Passage to read:
▼

We have contained this, and the economy is “holding up nicely.”

It’s not nearly as serious as the common flu.

We’re going to have 50,000 or 60,000 deaths, and that’s great.

OK, we may have more than 100,000 deaths, but we’re doing a great job and should reopen the economy.

You sometimes hear people say that Donald Trump and his minions minimized the dangers of Covid-19, and that this misjudgment helps explain why their policy response has been so disastrously inadequate. But this statement, while true, misses crucial aspects of what’s going on.

For Trump and company didn’t make a one-time mistake. They grossly minimized the pandemic and its dangers every step of the way, week after week over a period of months. And they’re still doing it.

Now, everyone makes bad predictions; God knows I have. But when you keep getting things wrong, and especially when you keep getting them wrong in the same direction, you’re supposed to engage in some self-reflection — and learn from your mistakes. Why was I wrong? Did I give in to motivated reasoning, believing what I wanted to be true rather than following the logic and evidence?

To engage in such self-reflection, however, you have to be willing to admit that you were wrong in the first place.

We all know that Trump himself is incapable of making such an admission. At a time of crisis, America is led by a whiny, childlike man whose ego is too fragile to let him concede ever having made any kind of error. And he has surrounded himself with people who share his lack of character.

But where do these people come from? What has struck me, as details of Trump’s coronavirus debacle continue to emerge, is that he wasn’t getting bad advice from obscure, fringe figures whose only claim to fame was their successful sycophancy. On the contrary, the people telling him what he wanted to hear were, by and large, pillars of the conservative establishment with long pre-Trump careers.

▲

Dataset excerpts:
▼

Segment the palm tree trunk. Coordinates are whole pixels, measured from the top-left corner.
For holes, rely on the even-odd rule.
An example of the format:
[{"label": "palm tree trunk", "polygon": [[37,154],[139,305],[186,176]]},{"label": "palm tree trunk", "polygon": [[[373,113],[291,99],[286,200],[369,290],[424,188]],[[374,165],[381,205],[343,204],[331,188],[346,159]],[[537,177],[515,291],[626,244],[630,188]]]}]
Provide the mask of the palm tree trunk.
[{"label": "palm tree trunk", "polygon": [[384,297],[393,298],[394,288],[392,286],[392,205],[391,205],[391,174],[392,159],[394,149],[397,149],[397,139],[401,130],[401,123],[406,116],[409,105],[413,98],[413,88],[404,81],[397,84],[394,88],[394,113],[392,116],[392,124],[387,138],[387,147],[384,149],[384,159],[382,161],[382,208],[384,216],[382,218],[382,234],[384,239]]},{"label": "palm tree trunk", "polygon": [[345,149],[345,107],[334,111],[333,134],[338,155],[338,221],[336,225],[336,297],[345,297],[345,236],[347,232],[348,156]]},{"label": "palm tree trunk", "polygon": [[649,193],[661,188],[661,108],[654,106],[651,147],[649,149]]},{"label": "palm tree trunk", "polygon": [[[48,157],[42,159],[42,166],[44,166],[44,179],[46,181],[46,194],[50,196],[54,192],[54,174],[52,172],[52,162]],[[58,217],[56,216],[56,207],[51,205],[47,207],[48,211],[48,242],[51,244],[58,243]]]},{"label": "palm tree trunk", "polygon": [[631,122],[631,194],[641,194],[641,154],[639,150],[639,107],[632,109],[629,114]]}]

▲

What you will do:
**a)** Condense the paragraph of the Covid-19 passage that begins "We all know that Trump himself" into two short sentences, keeping its main facts.
**b)** In the Covid-19 passage, take the part that begins at the words "OK, we may have more" and stops after "still doing it.", and swap "minimized" for "downplayed" wherever it appears there.

Answers provided:
**a)** Trump cannot admit that he has made a mistake: in a crisis, America is led by a whiny, childlike man whose ego is too fragile to concede any error. He has also surrounded himself with people who share his lack of character.

**b)**
OK, we may have more than 100,000 deaths, but we’re doing a great job and should reopen the economy.

You sometimes hear people say that Donald Trump and his minions downplayed the dangers of Covid-19, and that this misjudgment helps explain why their policy response has been so disastrously inadequate. But this statement, while true, misses crucial aspects of what’s going on.

For Trump and company didn’t make a one-time mistake. They grossly downplayed the pandemic and its dangers every step of the way, week after week over a period of months. And they’re still doing it.